- [Task directions]
On every line of the listing, check for "blue"; copy the lines that have it.

- [Data provided]
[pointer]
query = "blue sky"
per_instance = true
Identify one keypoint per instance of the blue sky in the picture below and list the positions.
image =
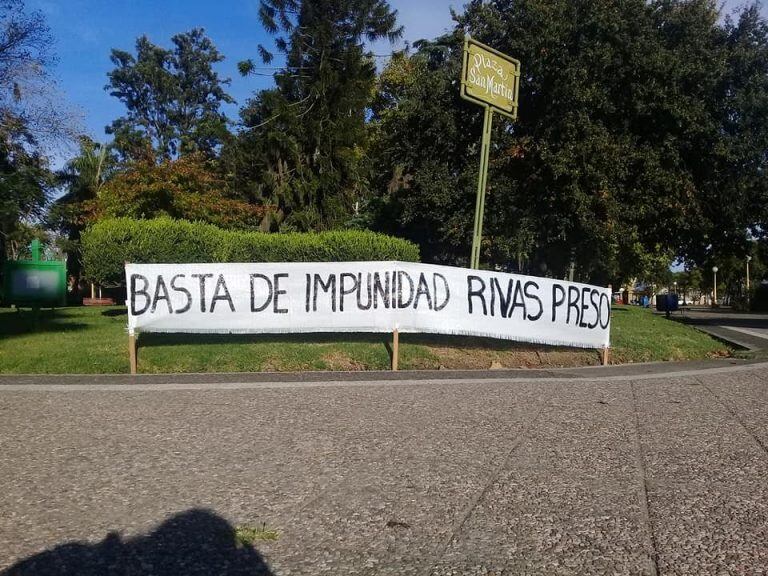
(86, 31)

- [Reply]
query = "blue sky"
Identify one keypoint per instance of the blue sky in the picture below and list the positions.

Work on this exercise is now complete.